[Text]
# Nymphs too large for fruit flies, trying to choose next feeder.



## avn (Jun 10, 2016)

Hey!

so my 15  Chinese Nymphs are L3/L4 now, about 1 - 1.5 inches long.

They're a little big for fruit flies (and all my fruit fly cultures died) so I've decided to move on too another feeder.  

I came home with waxworms, mealworms and small crickets, and tried them out.

It seems like they like to take a waxworm, even if it's about as big as them. They do a few flips trying to get a good hold of it as it wriggles around but then they eat their fill.

I didn't see any eat crickets but I put them in right before I had to go, so maybe they'd do it given enough time.

I saw a few take pot-shots at a mealworm but they all let go almost immediately upon grabbing it.  I'm wondering if mantises this size can't pierce a mealworms armor? It's a shame because a mealworm seems like the appropriate size food for these guys.  Even they seem kinda big, but smaller than the massive waxworms which look like manatees next to human swimmers. 

Questions:

1. since it seems like my mantises mostly like waxworms, is there any harm using them as a primary feeder? I've seen people on the forums express some wariness about this but does anyone know for sure?

2. Are my mantises too small for mealworms? 

Chris


----------



## Sarah K (Jun 10, 2016)

avn said:


> Hey!

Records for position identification
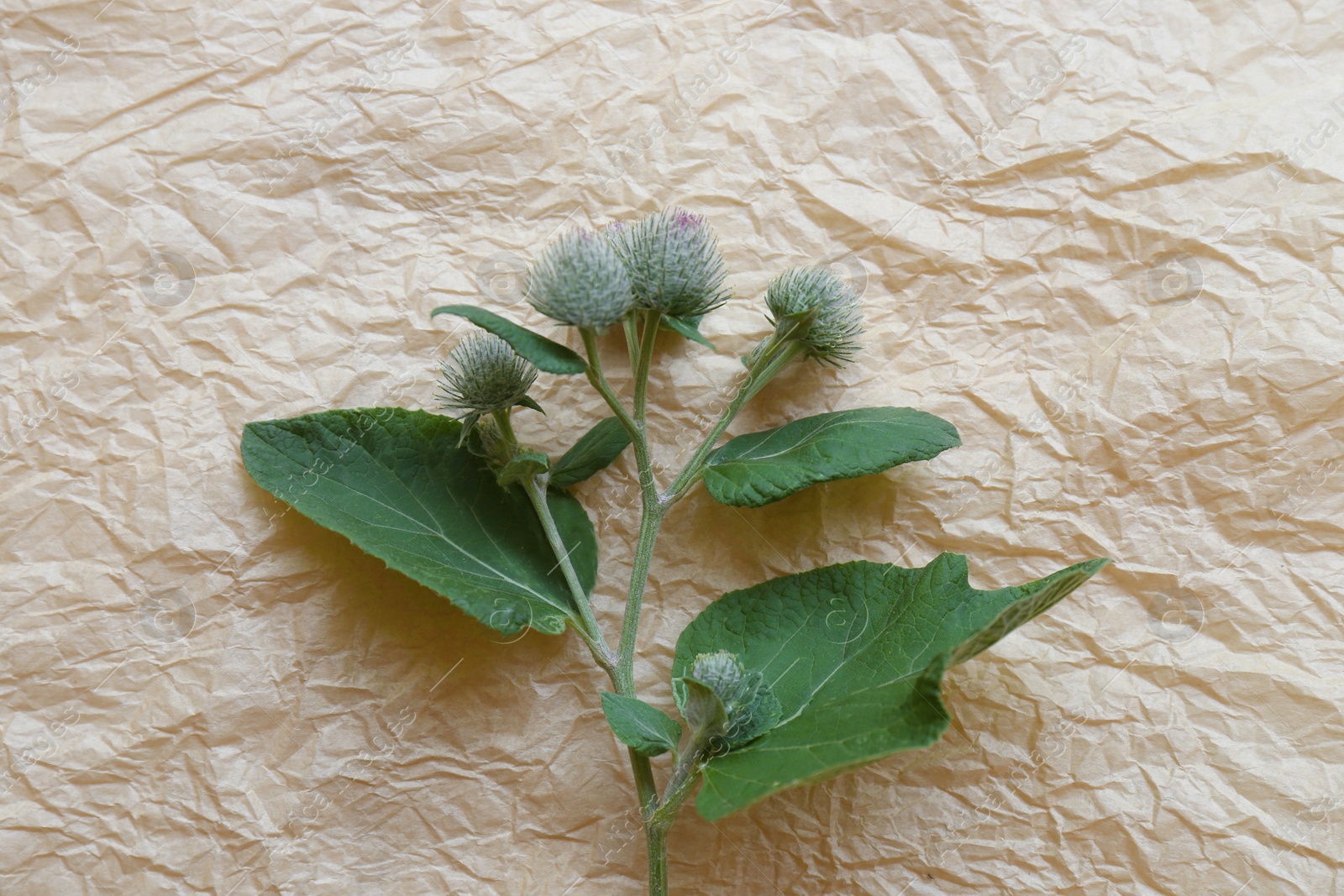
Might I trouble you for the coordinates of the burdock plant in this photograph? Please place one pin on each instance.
(780, 684)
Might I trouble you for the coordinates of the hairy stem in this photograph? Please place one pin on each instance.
(535, 488)
(766, 362)
(622, 673)
(658, 840)
(774, 355)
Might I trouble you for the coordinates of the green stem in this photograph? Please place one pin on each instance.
(535, 488)
(769, 360)
(658, 841)
(622, 673)
(588, 627)
(648, 336)
(776, 354)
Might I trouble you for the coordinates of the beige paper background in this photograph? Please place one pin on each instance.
(1101, 238)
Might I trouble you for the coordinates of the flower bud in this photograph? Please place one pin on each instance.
(581, 281)
(726, 705)
(483, 374)
(674, 262)
(820, 295)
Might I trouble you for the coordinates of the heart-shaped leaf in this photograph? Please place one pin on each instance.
(548, 355)
(596, 450)
(855, 654)
(761, 468)
(396, 484)
(638, 726)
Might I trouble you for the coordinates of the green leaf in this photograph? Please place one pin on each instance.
(546, 354)
(396, 484)
(638, 726)
(687, 327)
(596, 450)
(855, 654)
(761, 468)
(523, 465)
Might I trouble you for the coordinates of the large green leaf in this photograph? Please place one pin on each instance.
(596, 450)
(546, 354)
(855, 654)
(396, 484)
(638, 726)
(761, 468)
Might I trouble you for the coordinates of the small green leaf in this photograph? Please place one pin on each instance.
(687, 327)
(546, 354)
(596, 450)
(761, 468)
(522, 466)
(853, 654)
(396, 484)
(528, 401)
(638, 726)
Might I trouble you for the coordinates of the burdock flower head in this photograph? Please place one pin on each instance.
(817, 309)
(674, 262)
(581, 281)
(483, 375)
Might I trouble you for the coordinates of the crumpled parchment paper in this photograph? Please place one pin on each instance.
(1102, 239)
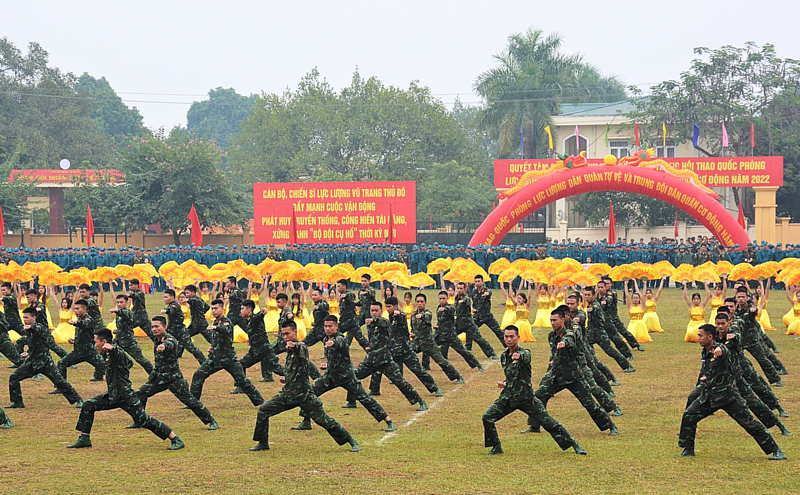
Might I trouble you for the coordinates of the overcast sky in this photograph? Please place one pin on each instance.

[Problem to work on] Copy the entire mantis feeding thread word for word. The listing is separate material, apart from the mantis feeding thread.

[Expected output]
# Nymphs too large for fruit flies, trying to choose next feeder.



## avn (Jun 10, 2016)

Hey!

so my 15  Chinese Nymphs are L3/L4 now, about 1 - 1.5 inches long.

They're a little big for fruit flies (and all my fruit fly cultures died) so I've decided to move on too another feeder.  

I came home with waxworms, mealworms and small crickets, and tried them out.

It seems like they like to take a waxworm, even if it's about as big as them. They do a few flips trying to get a good hold of it as it wriggles around but then they eat their fill.

I didn't see any eat crickets but I put them in right before I had to go, so maybe they'd do it given enough time.

I saw a few take pot-shots at a mealworm but they all let go almost immediately upon grabbing it.  I'm wondering if mantises this size can't pierce a mealworms armor? It's a shame because a mealworm seems like the appropriate size food for these guys.  Even they seem kinda big, but smaller than the massive waxworms which look like manatees next to human swimmers. 

Questions:

1. since it seems like my mantises mostly like waxworms, is there any harm using them as a primary feeder? I've seen people on the forums express some wariness about this but does anyone know for sure?

2. Are my mantises too small for mealworms? 

Chris


----------



## Sarah K (Jun 10, 2016)

avn said:


> Hey!